About this task: Each of the records below must be reproduced verbatim.

-------

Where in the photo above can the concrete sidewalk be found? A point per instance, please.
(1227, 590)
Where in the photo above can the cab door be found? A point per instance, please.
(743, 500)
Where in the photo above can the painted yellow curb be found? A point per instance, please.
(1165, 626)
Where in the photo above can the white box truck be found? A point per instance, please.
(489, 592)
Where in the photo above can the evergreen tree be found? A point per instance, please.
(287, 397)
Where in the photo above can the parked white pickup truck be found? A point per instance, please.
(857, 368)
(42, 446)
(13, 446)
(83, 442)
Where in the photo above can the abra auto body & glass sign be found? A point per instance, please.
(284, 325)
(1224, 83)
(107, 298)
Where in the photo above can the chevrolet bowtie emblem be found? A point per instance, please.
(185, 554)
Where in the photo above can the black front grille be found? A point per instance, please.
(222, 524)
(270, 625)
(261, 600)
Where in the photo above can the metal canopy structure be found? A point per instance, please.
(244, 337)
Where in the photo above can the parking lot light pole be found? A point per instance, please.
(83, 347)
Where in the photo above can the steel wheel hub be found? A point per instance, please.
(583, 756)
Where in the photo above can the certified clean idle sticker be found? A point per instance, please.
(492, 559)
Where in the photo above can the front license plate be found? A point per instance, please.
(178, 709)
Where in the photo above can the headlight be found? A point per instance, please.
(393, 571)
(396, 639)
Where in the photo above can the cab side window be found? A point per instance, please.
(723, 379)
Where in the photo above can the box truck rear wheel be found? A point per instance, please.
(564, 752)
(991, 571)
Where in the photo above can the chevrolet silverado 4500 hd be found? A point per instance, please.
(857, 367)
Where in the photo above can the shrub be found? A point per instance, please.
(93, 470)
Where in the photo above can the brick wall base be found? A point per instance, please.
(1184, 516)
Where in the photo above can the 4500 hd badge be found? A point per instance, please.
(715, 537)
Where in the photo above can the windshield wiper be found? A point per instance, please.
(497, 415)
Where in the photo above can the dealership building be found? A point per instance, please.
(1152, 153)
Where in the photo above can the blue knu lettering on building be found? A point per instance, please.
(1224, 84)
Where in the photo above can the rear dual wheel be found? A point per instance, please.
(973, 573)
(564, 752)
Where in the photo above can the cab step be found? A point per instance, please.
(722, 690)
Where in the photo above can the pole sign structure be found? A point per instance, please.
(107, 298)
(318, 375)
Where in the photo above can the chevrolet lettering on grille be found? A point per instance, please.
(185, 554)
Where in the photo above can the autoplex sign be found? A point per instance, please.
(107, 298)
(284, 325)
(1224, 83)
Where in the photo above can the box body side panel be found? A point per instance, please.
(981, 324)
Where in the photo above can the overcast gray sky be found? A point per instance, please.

-------

Output for this exercise:
Where in the photo above can the concrete sidewalk be found? A point per instance, please.
(1227, 590)
Where in the photo above can the cab door be found? A point per instance, please.
(743, 500)
Where in the photo above can the painted yellow curb be found? A point per instance, please.
(1165, 626)
Where in the photo above can the white box truck be found? A point per instance, please.
(489, 592)
Where in the photo above can the evergreen tree be found? A point per instance, please.
(287, 397)
Where in the photo above can the parked white pickup truck be found? A point per instance, please.
(857, 368)
(42, 446)
(13, 446)
(83, 442)
Where in the photo above can the abra auto body & glass sign be found? A point per instance, please.
(284, 325)
(1224, 83)
(107, 298)
Where in the photo above can the chevrolet bowtie emblem be found? A point per instance, please.
(185, 554)
Where in the photo above can the black front grille be found? A point per instance, please.
(222, 524)
(270, 625)
(261, 600)
Where in the photo above can the metal canopy structure be found? A point per instance, please.
(244, 337)
Where in the photo above can the parking lot light pole be found? A point per instance, please.
(83, 347)
Where in the photo above can the steel wheel hub be found? A point per instance, please.
(583, 756)
Where in the photo above can the certified clean idle sticker be found? A point per instance, please.
(492, 559)
Where in the photo above can the front license plate be found? A point per instance, please.
(178, 709)
Where in the photo above can the headlight be found? A point per instance, please.
(393, 571)
(396, 639)
Where in the photo above can the cab side window be found? A point per instance, please.
(723, 379)
Where in the photo above can the box truck rear wheel be found? A point per instance, please.
(564, 752)
(991, 571)
Where in the photo above can the chevrolet silverado 4500 hd be found? A point per instance, please.
(857, 367)
Where in the photo above can the shrub be found? A point per instance, please.
(93, 470)
Where in the photo above can the brick wall base be found? A point per instance, please.
(1184, 516)
Where in the photo above can the 4500 hd badge be found? A point per instance, please.
(715, 537)
Where in the photo above can the windshield wiper be found? A point per instance, please.
(497, 415)
Where in the photo above can the dealership building be found? A point per instance, please.
(1152, 153)
Where in the photo above can the blue knu lettering on building be found? A point per instance, please.
(1224, 84)
Where in the photo above can the rear dual wheel be found? A point per instance, please.
(973, 573)
(564, 752)
Where in the photo above can the cab step be found? A point per instance, please.
(722, 690)
Where in the photo above can the pole sign structure be found? A point per instance, please.
(107, 298)
(318, 375)
Where in the photo above can the chevrolet lettering on grille be found? A point per instance, please.
(185, 554)
Where in the photo above can the autoplex sign be found? A point per instance, please.
(107, 298)
(284, 325)
(1224, 83)
Where in the photo above can the box body side panel be found? A point per instance, please.
(981, 324)
Where in the photo above can the overcast gray sky be found? A point per instance, please.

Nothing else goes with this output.